Reproduce the passage below on Ghana's economy word for word, from "Apart from the" up to and including "to the economy.".

PROVIDED TEXT:
↓

Upon assuming office, it was expected that the NPP government would take immediate and firm steps to turn the tide. I must say there was no lack of action on their part; regarding efforts to reorganize the economy and get it afoot once more. For the first time in years, I have had GRA officers visit my office twice in six months. The corporate tax rate was slashed significantly. Various forms of bonds were issued to stimulate the economy. There was a halt of government construction projects for a proper audit in order to curtail overcharges; efforts at consolidation of our banking sector were activated; various forms of tax exemptions, and other fiscal measures were set in motion.

Despite all the measures above, there was no growth (non-oil) realized after a year of implementation, in fact, non- oil growth depressed further; thus non-oil growth at the end of 2017 was 4.9%, as opposed to 5.0% at the end of 2016. This output then raises curiosity; especially when in the face of all the measures cited above, we have indicators such as the non-oil GDP for Industry recording a growth rate of 0.4 percent, compared with 4.9 percent in 2016.

Apart from the traditional explanation of failure to significantly seal all the leakages in our revenue and expenditure setup, this undesirable economic outcome can also be attributable to a phenomenon I have observed about how we mostly develop sector or organizational strategies in this country. Most of our strategic approaches are essentially a collection of individually desirable goals and objectives. However, we often fail to assess whether these goals, though desirable in themselves, are collectively compatible. It’s my observation that it is the lack of collective compatibility, upon permutation and combination of these interventions that led to an overall depressive outturn, as opposed to the intended boast to the economy.

A classic illustration of this is what I see as the incompatibility of the timing which characterized these two individually appropriate interventions. That is, the halting and auditing of government construction projects, and measures to consolidate our banking sector; which were carried out in just about the same time. Though many may not see the connection immediately, the concurrence of these two measures could only work for a regressive outcome, for an economy structured as ours.

It is clear that for a non-industrial economy like Ghana, construction remains a major backbone of the system. As such, when construction is booming, it sustains an extensive economic chain; spanning from quite menial jobs like day laborers and food venders, to providing business to sophisticated enterprises such as engineering, planning and architecture; and the many others that fall between these extremes. As such, any measure or combination of measures that work to almost completely stall construction in our sort of country will only grind the economy to a halt.

With government being the biggest spender, halting government contracts, most of which were in the construction sector, meant a huge slowdown on the economy. Nonetheless, apart from government projects, several private real estate and other forms of construction have come to provide another significant economic lifeline for the people. But most of these private projects rely on Bank loans. As such, when the minimum capitalization of the banks was increased, it only meant that the banks will want to hold onto deposits, in order to meet such capital requirements. Again, the temporary suspension of payment for public sector projects means the contractors on such projects could not make payments on their loans to the banks; further making the banks more bearish towards giving out new loans, if any, to construction portfolios. Immediately, the impact will be felt by the private construction sector as well. Hence, the twin event of slowing, if not effectively halting, both public and private construction could only have the net effect of a negative economic outcome.

↑

ENTRIES PROVIDED:
↓

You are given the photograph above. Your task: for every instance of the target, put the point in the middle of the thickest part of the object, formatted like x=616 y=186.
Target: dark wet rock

↑
↓

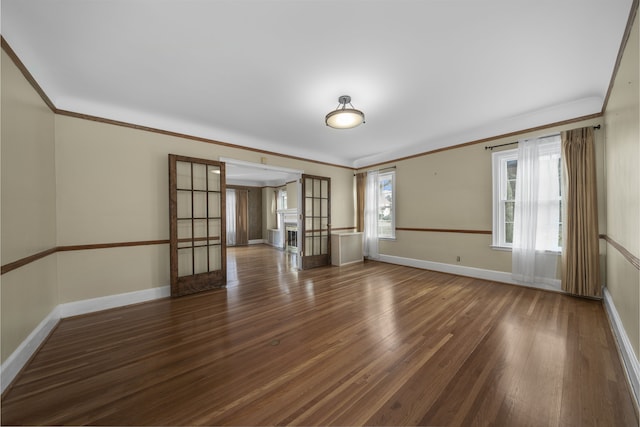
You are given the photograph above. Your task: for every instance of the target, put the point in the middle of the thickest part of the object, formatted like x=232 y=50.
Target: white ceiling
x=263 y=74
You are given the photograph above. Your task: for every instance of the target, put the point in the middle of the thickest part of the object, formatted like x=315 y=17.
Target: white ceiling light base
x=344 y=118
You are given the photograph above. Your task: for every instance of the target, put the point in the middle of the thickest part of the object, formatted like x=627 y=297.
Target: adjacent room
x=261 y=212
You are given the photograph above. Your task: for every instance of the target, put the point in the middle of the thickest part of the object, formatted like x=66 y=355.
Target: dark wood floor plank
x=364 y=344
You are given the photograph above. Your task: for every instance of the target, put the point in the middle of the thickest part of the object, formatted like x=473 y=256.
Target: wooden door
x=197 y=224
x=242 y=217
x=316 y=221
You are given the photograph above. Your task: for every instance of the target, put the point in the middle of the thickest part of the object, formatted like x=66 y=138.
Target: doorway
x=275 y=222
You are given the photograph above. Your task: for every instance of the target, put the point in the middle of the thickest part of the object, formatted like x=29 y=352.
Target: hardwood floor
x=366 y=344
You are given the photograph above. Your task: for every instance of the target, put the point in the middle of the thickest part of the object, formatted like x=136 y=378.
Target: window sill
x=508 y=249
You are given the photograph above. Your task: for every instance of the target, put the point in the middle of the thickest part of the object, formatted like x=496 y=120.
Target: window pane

↑

THE REPLY:
Apart from the traditional explanation of failure to significantly seal all the leakages in our revenue and expenditure setup, this undesirable economic outcome can also be attributable to a phenomenon I have observed about how we mostly develop sector or organizational strategies in this country. Most of our strategic approaches are essentially a collection of individually desirable goals and objectives. However, we often fail to assess whether these goals, though desirable in themselves, are collectively compatible. It’s my observation that it is the lack of collective compatibility, upon permutation and combination of these interventions that led to an overall depressive outturn, as opposed to the intended boast to the economy.